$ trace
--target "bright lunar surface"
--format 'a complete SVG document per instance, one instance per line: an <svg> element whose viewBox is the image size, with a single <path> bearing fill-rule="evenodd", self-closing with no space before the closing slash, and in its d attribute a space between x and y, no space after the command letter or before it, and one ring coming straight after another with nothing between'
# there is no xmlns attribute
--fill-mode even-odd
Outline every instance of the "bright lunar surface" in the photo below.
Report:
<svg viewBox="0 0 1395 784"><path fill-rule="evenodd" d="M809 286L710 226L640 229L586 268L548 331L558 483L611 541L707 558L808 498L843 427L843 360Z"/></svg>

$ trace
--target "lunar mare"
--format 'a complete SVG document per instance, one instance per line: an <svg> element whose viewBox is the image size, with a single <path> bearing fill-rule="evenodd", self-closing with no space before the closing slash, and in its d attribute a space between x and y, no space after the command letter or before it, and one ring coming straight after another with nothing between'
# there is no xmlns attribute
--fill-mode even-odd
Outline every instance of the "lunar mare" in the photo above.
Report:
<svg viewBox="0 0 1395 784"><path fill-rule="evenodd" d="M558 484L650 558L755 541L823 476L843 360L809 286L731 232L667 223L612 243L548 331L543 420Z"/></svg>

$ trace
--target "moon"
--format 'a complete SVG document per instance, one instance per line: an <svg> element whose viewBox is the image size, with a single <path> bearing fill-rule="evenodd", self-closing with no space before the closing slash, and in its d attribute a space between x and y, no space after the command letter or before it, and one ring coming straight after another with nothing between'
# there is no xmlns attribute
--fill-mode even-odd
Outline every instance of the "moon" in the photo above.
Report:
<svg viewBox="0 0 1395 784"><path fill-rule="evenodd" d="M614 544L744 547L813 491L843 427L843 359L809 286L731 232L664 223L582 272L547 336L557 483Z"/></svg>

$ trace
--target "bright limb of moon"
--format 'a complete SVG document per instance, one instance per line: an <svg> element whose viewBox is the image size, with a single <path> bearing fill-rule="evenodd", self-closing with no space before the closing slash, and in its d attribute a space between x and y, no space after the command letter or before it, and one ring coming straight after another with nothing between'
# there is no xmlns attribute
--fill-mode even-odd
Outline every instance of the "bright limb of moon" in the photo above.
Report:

== == ==

| Instructions for the task |
Please recast all of the records above as a JSON list of strings, with one string for each line and blank lines left out.

| Completed task |
[
  "$ trace",
  "--target \"bright lunar surface\"",
  "--format 'a complete SVG document per instance, one instance per line: an <svg> element whose viewBox is the image size, with a single <path> bearing fill-rule=\"evenodd\", self-closing with no space before the closing slash, and in its d attribute a space between x and y, no space after the command letter or before it, and one ring coming straight after another with nothing between'",
  "# there is no xmlns attribute",
  "--fill-mode even-odd",
  "Outline every instance of the \"bright lunar surface\" in the photo below.",
  "Report:",
  "<svg viewBox=\"0 0 1395 784\"><path fill-rule=\"evenodd\" d=\"M809 286L710 226L640 229L586 268L548 331L558 483L611 541L707 558L808 498L843 427L843 360Z\"/></svg>",
  "$ trace",
  "--target \"lunar mare\"",
  "--format 'a complete SVG document per instance, one instance per line: an <svg> element whose viewBox is the image size, with a single <path> bearing fill-rule=\"evenodd\", self-closing with no space before the closing slash, and in its d attribute a space between x and y, no space after the command letter or before it, and one ring coming straight after another with nothing between'",
  "# there is no xmlns attribute",
  "--fill-mode even-odd",
  "Outline every instance of the \"lunar mare\" in the photo above.",
  "Report:",
  "<svg viewBox=\"0 0 1395 784\"><path fill-rule=\"evenodd\" d=\"M558 484L650 558L755 541L823 476L843 360L809 286L731 232L667 223L612 243L548 331L543 420Z\"/></svg>",
  "$ trace",
  "--target \"moon\"",
  "--format 'a complete SVG document per instance, one instance per line: an <svg> element whose viewBox is the image size, with a single <path> bearing fill-rule=\"evenodd\", self-closing with no space before the closing slash, and in its d attribute a space between x and y, no space after the command letter or before it, and one ring coming straight after another with nothing between'",
  "# there is no xmlns attribute",
  "--fill-mode even-odd",
  "Outline every instance of the \"moon\" in the photo above.",
  "Report:",
  "<svg viewBox=\"0 0 1395 784\"><path fill-rule=\"evenodd\" d=\"M614 544L744 547L813 491L843 427L843 359L809 286L731 232L664 223L582 272L547 336L557 483Z\"/></svg>",
  "$ trace",
  "--target \"bright limb of moon\"",
  "--format 'a complete SVG document per instance, one instance per line: an <svg> element whose viewBox is the image size, with a single <path> bearing fill-rule=\"evenodd\", self-closing with no space before the closing slash, and in its d attribute a space between x and y, no space after the command letter or before it, and one ring coming straight after another with nothing between'",
  "# there is no xmlns attribute",
  "--fill-mode even-odd",
  "Outline every instance of the \"bright limb of moon\" in the photo above.",
  "Report:"
]